• Your objective: Leave every picture out. Set down all the lines below exactly.

[Saved data entries]
+---+

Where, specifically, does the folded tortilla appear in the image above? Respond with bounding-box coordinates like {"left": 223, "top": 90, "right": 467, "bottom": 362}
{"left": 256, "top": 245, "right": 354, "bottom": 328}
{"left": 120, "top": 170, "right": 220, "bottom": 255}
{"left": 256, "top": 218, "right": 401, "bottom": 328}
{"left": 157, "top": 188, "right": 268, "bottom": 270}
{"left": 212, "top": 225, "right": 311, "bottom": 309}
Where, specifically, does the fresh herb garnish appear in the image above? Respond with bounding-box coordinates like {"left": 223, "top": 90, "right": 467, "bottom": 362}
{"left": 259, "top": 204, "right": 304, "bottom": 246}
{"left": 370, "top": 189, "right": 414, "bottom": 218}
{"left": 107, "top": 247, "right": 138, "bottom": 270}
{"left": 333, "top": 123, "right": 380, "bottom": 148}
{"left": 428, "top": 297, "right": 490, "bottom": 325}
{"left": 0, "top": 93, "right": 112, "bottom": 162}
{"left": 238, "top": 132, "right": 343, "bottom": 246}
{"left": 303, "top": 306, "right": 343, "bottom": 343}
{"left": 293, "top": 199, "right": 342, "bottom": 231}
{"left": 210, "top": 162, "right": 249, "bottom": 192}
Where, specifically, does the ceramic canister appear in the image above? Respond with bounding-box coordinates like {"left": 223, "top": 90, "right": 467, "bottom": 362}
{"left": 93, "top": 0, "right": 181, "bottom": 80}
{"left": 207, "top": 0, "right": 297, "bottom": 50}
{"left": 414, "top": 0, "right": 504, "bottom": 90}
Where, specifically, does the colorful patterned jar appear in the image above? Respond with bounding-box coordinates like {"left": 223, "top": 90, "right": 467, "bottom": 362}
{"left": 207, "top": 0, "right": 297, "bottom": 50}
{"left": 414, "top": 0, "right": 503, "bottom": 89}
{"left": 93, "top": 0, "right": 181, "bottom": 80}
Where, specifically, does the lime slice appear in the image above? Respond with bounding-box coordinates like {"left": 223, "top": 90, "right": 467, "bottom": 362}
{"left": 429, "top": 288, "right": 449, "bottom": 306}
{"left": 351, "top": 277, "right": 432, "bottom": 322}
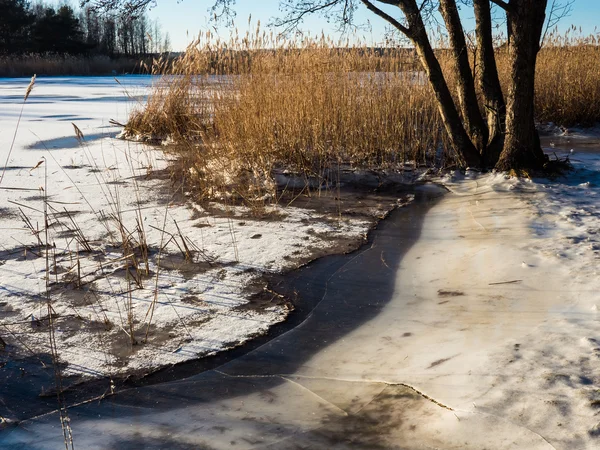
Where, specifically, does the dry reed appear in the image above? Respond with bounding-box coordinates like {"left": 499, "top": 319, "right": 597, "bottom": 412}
{"left": 534, "top": 29, "right": 600, "bottom": 126}
{"left": 126, "top": 27, "right": 600, "bottom": 200}
{"left": 126, "top": 28, "right": 444, "bottom": 200}
{"left": 0, "top": 54, "right": 152, "bottom": 77}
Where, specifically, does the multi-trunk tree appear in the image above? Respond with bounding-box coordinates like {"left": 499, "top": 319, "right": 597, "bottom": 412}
{"left": 272, "top": 0, "right": 552, "bottom": 171}
{"left": 89, "top": 0, "right": 557, "bottom": 171}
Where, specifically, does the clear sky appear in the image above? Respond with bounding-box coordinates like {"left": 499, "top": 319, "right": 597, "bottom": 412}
{"left": 144, "top": 0, "right": 600, "bottom": 51}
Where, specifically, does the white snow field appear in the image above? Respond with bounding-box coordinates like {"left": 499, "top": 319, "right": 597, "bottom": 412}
{"left": 0, "top": 76, "right": 397, "bottom": 380}
{"left": 2, "top": 76, "right": 600, "bottom": 449}
{"left": 4, "top": 140, "right": 600, "bottom": 448}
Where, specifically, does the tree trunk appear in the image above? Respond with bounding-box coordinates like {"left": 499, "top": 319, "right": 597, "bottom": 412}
{"left": 495, "top": 0, "right": 549, "bottom": 171}
{"left": 473, "top": 0, "right": 506, "bottom": 167}
{"left": 439, "top": 0, "right": 488, "bottom": 154}
{"left": 398, "top": 1, "right": 481, "bottom": 167}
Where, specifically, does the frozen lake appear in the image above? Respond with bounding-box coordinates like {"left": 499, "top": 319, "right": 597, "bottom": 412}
{"left": 0, "top": 75, "right": 402, "bottom": 428}
{"left": 2, "top": 76, "right": 600, "bottom": 449}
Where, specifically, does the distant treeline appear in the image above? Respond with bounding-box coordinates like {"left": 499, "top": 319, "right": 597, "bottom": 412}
{"left": 0, "top": 0, "right": 170, "bottom": 56}
{"left": 203, "top": 47, "right": 420, "bottom": 75}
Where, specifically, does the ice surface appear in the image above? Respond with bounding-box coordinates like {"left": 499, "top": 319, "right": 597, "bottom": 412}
{"left": 3, "top": 77, "right": 600, "bottom": 448}
{"left": 0, "top": 76, "right": 393, "bottom": 385}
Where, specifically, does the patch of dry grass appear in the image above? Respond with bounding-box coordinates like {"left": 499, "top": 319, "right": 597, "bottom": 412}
{"left": 126, "top": 30, "right": 445, "bottom": 200}
{"left": 125, "top": 28, "right": 600, "bottom": 200}
{"left": 493, "top": 30, "right": 600, "bottom": 127}
{"left": 0, "top": 54, "right": 149, "bottom": 77}
{"left": 535, "top": 31, "right": 600, "bottom": 127}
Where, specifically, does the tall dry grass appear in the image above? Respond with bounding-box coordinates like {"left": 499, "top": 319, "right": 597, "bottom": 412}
{"left": 534, "top": 30, "right": 600, "bottom": 126}
{"left": 126, "top": 27, "right": 600, "bottom": 200}
{"left": 492, "top": 29, "right": 600, "bottom": 127}
{"left": 0, "top": 54, "right": 152, "bottom": 77}
{"left": 127, "top": 29, "right": 445, "bottom": 200}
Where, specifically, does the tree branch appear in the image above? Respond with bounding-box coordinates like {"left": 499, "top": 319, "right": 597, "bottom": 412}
{"left": 541, "top": 0, "right": 574, "bottom": 45}
{"left": 489, "top": 0, "right": 512, "bottom": 13}
{"left": 273, "top": 1, "right": 351, "bottom": 34}
{"left": 360, "top": 0, "right": 410, "bottom": 36}
{"left": 368, "top": 0, "right": 400, "bottom": 4}
{"left": 82, "top": 0, "right": 155, "bottom": 17}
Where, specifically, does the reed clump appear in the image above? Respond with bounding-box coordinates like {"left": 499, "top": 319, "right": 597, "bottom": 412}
{"left": 125, "top": 54, "right": 214, "bottom": 142}
{"left": 534, "top": 30, "right": 600, "bottom": 127}
{"left": 494, "top": 29, "right": 600, "bottom": 127}
{"left": 126, "top": 27, "right": 600, "bottom": 200}
{"left": 126, "top": 28, "right": 445, "bottom": 200}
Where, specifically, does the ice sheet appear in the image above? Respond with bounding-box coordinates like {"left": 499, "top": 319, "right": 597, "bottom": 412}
{"left": 0, "top": 76, "right": 392, "bottom": 384}
{"left": 3, "top": 77, "right": 600, "bottom": 449}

+---+

• Your solution:
Where, specifically, does the folded tortilla appear in the image above? Respond with bounding-box coordinates like {"left": 223, "top": 90, "right": 467, "bottom": 362}
{"left": 256, "top": 245, "right": 354, "bottom": 328}
{"left": 120, "top": 170, "right": 220, "bottom": 255}
{"left": 256, "top": 218, "right": 401, "bottom": 328}
{"left": 157, "top": 188, "right": 268, "bottom": 270}
{"left": 212, "top": 225, "right": 311, "bottom": 309}
Where, specifically, does the fresh herb garnish appear in the image above? Respond with bounding-box coordinates like {"left": 223, "top": 90, "right": 467, "bottom": 362}
{"left": 259, "top": 204, "right": 304, "bottom": 246}
{"left": 370, "top": 189, "right": 414, "bottom": 218}
{"left": 107, "top": 247, "right": 138, "bottom": 270}
{"left": 333, "top": 123, "right": 380, "bottom": 148}
{"left": 428, "top": 297, "right": 490, "bottom": 325}
{"left": 0, "top": 93, "right": 112, "bottom": 162}
{"left": 238, "top": 132, "right": 343, "bottom": 246}
{"left": 303, "top": 306, "right": 343, "bottom": 343}
{"left": 293, "top": 199, "right": 342, "bottom": 231}
{"left": 210, "top": 162, "right": 249, "bottom": 192}
Where, specifically, does the ceramic canister appear in the image above? Respond with bounding-box coordinates like {"left": 223, "top": 90, "right": 467, "bottom": 362}
{"left": 93, "top": 0, "right": 181, "bottom": 80}
{"left": 207, "top": 0, "right": 297, "bottom": 50}
{"left": 414, "top": 0, "right": 504, "bottom": 90}
Where, specifically, does the colorful patterned jar appear in the image above? Respond with bounding-box coordinates like {"left": 223, "top": 90, "right": 467, "bottom": 362}
{"left": 207, "top": 0, "right": 297, "bottom": 50}
{"left": 414, "top": 0, "right": 503, "bottom": 89}
{"left": 93, "top": 0, "right": 181, "bottom": 80}
Where, specifically, does the lime slice appear in the image above? Respond with bounding-box coordinates like {"left": 223, "top": 90, "right": 467, "bottom": 362}
{"left": 429, "top": 288, "right": 449, "bottom": 306}
{"left": 351, "top": 277, "right": 432, "bottom": 322}
Where, specifically, does the dry reed appear in the image above? Respond with bounding-box coordinates like {"left": 499, "top": 319, "right": 597, "bottom": 412}
{"left": 534, "top": 29, "right": 600, "bottom": 126}
{"left": 126, "top": 27, "right": 600, "bottom": 200}
{"left": 126, "top": 28, "right": 444, "bottom": 200}
{"left": 0, "top": 54, "right": 152, "bottom": 77}
Where, specifically, does the multi-trunk tree appear in the image above? Respond with bounding-box coordinates like {"left": 499, "top": 319, "right": 597, "bottom": 412}
{"left": 272, "top": 0, "right": 552, "bottom": 171}
{"left": 89, "top": 0, "right": 557, "bottom": 171}
Where, specifically, does the clear sky appear in the image above? Respond with bounding-box coordinates like {"left": 499, "top": 319, "right": 597, "bottom": 412}
{"left": 144, "top": 0, "right": 600, "bottom": 51}
Where, specifically, does the white snow field appear in the image above? Respond with bounding-box coordinates like {"left": 499, "top": 319, "right": 597, "bottom": 412}
{"left": 0, "top": 76, "right": 397, "bottom": 380}
{"left": 2, "top": 76, "right": 600, "bottom": 449}
{"left": 4, "top": 140, "right": 600, "bottom": 448}
Where, specifically, does the tree trunk appear in the image above? Respond with bounding-box coordinates like {"left": 499, "top": 319, "right": 597, "bottom": 412}
{"left": 495, "top": 0, "right": 549, "bottom": 171}
{"left": 473, "top": 0, "right": 506, "bottom": 167}
{"left": 439, "top": 0, "right": 488, "bottom": 154}
{"left": 398, "top": 1, "right": 481, "bottom": 167}
Where, specifically, does the frozen lake appear in the image above? Respond with bounding-box coordinates like {"left": 499, "top": 319, "right": 597, "bottom": 412}
{"left": 0, "top": 75, "right": 402, "bottom": 428}
{"left": 2, "top": 76, "right": 600, "bottom": 449}
Where, specifically, does the distant treeline appear in the image above? Respond with bounding-box coordinates like {"left": 499, "top": 319, "right": 597, "bottom": 412}
{"left": 0, "top": 0, "right": 170, "bottom": 56}
{"left": 203, "top": 47, "right": 420, "bottom": 75}
Where, specifically, does the ice surface appear in the image above? Respond with bounding-box coordinates like {"left": 499, "top": 319, "right": 597, "bottom": 412}
{"left": 3, "top": 77, "right": 600, "bottom": 448}
{"left": 0, "top": 76, "right": 393, "bottom": 385}
Where, specifically, does the patch of dry grass appear in the image above? Respond with bounding-box coordinates like {"left": 499, "top": 319, "right": 597, "bottom": 412}
{"left": 126, "top": 30, "right": 445, "bottom": 200}
{"left": 125, "top": 28, "right": 600, "bottom": 200}
{"left": 493, "top": 30, "right": 600, "bottom": 127}
{"left": 0, "top": 54, "right": 149, "bottom": 77}
{"left": 535, "top": 31, "right": 600, "bottom": 127}
Where, specifically, does the tall dry grass appear in the image above? Respond with bounding-box coordinates like {"left": 499, "top": 319, "right": 597, "bottom": 412}
{"left": 534, "top": 30, "right": 600, "bottom": 126}
{"left": 126, "top": 27, "right": 600, "bottom": 200}
{"left": 492, "top": 29, "right": 600, "bottom": 127}
{"left": 0, "top": 54, "right": 152, "bottom": 77}
{"left": 127, "top": 29, "right": 445, "bottom": 200}
Where, specifically, does the tree branch appear in the image above? Respond with bounding-box coordinates like {"left": 499, "top": 319, "right": 597, "bottom": 412}
{"left": 541, "top": 0, "right": 574, "bottom": 45}
{"left": 489, "top": 0, "right": 512, "bottom": 13}
{"left": 273, "top": 1, "right": 351, "bottom": 34}
{"left": 360, "top": 0, "right": 410, "bottom": 36}
{"left": 368, "top": 0, "right": 400, "bottom": 4}
{"left": 82, "top": 0, "right": 155, "bottom": 17}
Where, specifically, does the reed clump appear in the image above? Respond with bounding-box coordinates like {"left": 499, "top": 319, "right": 597, "bottom": 412}
{"left": 125, "top": 54, "right": 214, "bottom": 142}
{"left": 534, "top": 30, "right": 600, "bottom": 127}
{"left": 494, "top": 29, "right": 600, "bottom": 127}
{"left": 126, "top": 27, "right": 600, "bottom": 200}
{"left": 126, "top": 28, "right": 445, "bottom": 200}
Where, specifically, does the ice sheet appear in the image above? Respond with bounding-box coordinates like {"left": 499, "top": 319, "right": 597, "bottom": 412}
{"left": 0, "top": 76, "right": 392, "bottom": 384}
{"left": 3, "top": 77, "right": 600, "bottom": 449}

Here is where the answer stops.